Rewrite the items from the line that contains "instance like [239,204]." through the end of the items, changing "rubber boot" to "rain boot" and leaving everything else the same.
^^^^^^^^^^^^^^^^
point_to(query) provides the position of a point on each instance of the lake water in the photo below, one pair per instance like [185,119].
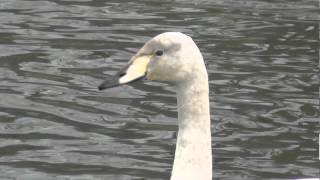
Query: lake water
[263,63]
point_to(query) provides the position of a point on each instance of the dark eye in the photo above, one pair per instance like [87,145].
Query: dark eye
[159,53]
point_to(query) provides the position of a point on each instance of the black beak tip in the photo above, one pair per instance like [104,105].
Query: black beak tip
[101,87]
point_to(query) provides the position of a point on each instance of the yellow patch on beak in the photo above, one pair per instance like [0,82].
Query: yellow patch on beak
[136,70]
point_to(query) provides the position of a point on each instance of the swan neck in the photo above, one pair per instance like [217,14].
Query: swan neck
[193,156]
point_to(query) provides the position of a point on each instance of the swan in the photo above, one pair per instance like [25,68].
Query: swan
[173,57]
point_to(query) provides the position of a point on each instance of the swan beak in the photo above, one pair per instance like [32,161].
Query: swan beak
[135,70]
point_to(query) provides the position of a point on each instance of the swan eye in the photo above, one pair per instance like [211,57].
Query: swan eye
[159,53]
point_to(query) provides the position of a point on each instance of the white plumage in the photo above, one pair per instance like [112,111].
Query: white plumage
[174,57]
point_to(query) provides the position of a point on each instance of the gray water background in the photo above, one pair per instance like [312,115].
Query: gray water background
[263,62]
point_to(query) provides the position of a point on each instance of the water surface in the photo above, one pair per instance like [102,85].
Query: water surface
[263,63]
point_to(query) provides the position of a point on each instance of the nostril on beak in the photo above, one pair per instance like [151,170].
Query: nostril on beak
[122,74]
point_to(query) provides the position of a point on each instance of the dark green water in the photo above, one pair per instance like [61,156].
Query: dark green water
[263,62]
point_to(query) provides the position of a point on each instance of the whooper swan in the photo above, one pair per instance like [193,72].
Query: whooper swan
[174,57]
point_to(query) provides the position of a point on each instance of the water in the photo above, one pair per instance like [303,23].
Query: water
[262,58]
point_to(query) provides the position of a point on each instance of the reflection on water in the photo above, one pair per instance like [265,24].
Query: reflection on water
[262,58]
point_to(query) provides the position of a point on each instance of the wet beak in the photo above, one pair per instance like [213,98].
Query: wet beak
[135,70]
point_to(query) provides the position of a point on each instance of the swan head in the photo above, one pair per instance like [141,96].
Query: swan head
[168,57]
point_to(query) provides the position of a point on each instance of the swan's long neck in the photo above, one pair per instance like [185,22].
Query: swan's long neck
[193,156]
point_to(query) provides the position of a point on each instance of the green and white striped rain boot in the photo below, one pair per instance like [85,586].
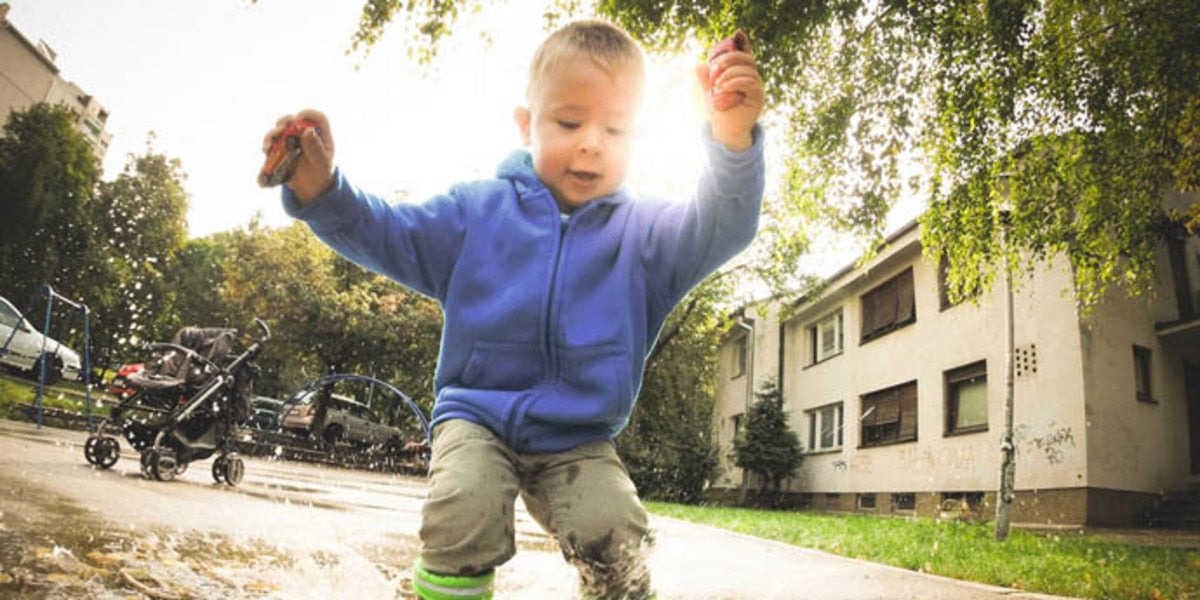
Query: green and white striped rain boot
[431,586]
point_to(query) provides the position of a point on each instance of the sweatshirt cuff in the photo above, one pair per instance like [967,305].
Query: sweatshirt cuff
[733,172]
[321,213]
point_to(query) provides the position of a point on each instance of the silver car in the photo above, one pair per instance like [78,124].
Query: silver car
[22,348]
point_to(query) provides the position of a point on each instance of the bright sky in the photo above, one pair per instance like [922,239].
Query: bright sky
[209,77]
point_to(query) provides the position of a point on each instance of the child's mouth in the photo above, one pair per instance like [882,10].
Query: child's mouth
[583,175]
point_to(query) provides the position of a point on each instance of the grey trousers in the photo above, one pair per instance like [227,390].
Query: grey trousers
[582,497]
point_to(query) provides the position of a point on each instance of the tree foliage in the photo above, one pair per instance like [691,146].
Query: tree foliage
[48,175]
[137,226]
[1092,108]
[669,447]
[327,315]
[767,447]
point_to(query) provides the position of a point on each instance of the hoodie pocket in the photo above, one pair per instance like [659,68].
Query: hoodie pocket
[593,388]
[503,366]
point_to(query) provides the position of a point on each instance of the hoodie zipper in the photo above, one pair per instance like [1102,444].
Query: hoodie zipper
[547,339]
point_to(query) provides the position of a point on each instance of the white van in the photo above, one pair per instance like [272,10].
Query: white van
[22,346]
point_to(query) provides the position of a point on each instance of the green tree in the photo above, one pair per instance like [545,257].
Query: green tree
[667,445]
[48,174]
[767,447]
[1092,107]
[137,227]
[327,316]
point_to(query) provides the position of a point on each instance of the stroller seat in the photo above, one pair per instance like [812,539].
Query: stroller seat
[186,405]
[172,369]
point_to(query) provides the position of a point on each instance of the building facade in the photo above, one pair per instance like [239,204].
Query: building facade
[899,396]
[28,75]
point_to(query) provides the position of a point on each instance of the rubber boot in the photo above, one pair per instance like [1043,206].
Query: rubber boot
[431,586]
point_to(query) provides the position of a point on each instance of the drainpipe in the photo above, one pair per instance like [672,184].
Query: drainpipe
[747,324]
^^^^^^^^^^^^^^^^
Solved problem:
point_to(query) provides the position of a point on each instance of the building facade in the photo above, one pair per instance like [239,204].
Query: building facade
[899,396]
[28,75]
point_to(query) provides the position of a point on each instance of the rain boot in the photo above, one pair per instance like [1043,206].
Query: rain boot
[431,586]
point_to(query) provides the position of a point on each instance of the drainpipe in the photo above, one pair per instance like [672,184].
Query: drainpipe
[747,324]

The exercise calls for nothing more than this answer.